Photo-based referring expression data:
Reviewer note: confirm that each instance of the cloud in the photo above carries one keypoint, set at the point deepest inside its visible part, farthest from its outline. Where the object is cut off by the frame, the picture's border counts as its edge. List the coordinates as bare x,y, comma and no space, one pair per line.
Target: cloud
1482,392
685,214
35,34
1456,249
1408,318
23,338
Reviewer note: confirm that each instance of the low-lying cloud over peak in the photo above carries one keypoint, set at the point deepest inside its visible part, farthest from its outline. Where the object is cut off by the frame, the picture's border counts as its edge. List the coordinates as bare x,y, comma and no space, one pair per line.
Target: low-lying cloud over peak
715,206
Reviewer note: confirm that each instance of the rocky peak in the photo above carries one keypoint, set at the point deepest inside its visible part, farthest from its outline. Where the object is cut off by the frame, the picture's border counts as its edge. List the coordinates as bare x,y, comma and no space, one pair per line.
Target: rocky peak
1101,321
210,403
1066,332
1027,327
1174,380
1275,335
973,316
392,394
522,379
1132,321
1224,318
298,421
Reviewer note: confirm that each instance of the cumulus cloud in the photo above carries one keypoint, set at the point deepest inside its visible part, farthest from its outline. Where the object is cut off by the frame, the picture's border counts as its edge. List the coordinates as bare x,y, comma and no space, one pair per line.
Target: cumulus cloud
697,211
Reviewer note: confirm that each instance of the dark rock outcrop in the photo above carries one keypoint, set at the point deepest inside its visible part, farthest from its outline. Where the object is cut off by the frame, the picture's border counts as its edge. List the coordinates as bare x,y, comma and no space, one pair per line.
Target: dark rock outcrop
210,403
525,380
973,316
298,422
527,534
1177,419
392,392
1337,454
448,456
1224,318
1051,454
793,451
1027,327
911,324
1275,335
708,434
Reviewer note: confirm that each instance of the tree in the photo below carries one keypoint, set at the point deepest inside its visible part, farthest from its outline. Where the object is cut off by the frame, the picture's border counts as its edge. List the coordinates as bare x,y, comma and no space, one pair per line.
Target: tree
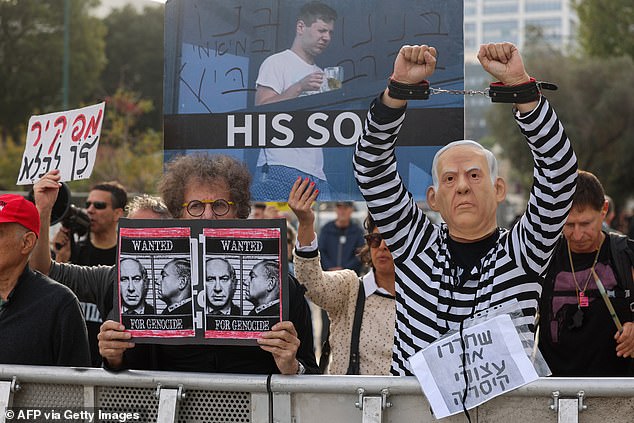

EXERCISE - The data must be printed exactly, image-free.

RESULT -
Reviewer note: confirm that each instance of the cloud in the photo above carries one keypoint, set at the point deepest inside its visible part, farthest from its outline. Where the object is cut off by the frame, the picture's border counts as its edge. List the coordinates as bare x,y, comma and no space, one pair per line.
Target: cloud
1482,392
685,214
35,34
1456,249
1408,318
23,338
Reviewer note: confirm that each instance of the low-lying cloud over peak in the photo above carries one keypoint, set at the point deepest inside its visible part, farthest from its outline. Where the object is cut off by the frame, the picture's border counts as its edge. List the coordinates as bare x,y, comma and no space, one pair per line.
Target: low-lying cloud over peak
715,206
Reviewer note: confirm that each instance of the rocky peak in the photo above carries one keypoint, set at the point deepest inside its visible part, farthest from its outline. Where the object is cut off by the frame, the picture's border counts as its edge. List the coordinates as bare x,y, comma and no space, one pair per line.
Target: rocky peak
1101,321
210,403
1066,332
1027,327
1174,380
1275,335
973,316
392,394
522,379
1132,321
1224,318
298,421
Reviewer note: confirm that each instance of the cumulus cloud in the photo above carries one keypoint, set at the point deepest inside its visible part, farthest from its outline. Where the object is cut off by the frame, the picture's border counts as its edge. List the coordinates as bare x,y, comma and no space, one pair per line.
Target: cumulus cloud
697,211
Reviewer note: confirm that each instance of the dark rock outcrop in the photo above carries one keypoint, set at the point deepest inside its visible part, farthest from its outline. Where the object is cut off by the frame, the picture's border counts as its edge. List the coordinates as bare x,y, comma and no space, one pair per line.
Target: dark rock outcrop
210,403
525,380
973,316
298,422
527,534
1177,419
392,392
1337,454
448,456
1224,318
1051,454
793,451
1027,327
911,324
1275,335
708,434
Reviewer note: confirm that each instance of the tree in the photo below carries one keypoint, set at the point deepest inside its visible part, farthest from its outline. Where the object is cut off by the frame, the picture's border counts as its edge. List the coordinates as bare x,y, comma and no space, one pair per line.
Target: tree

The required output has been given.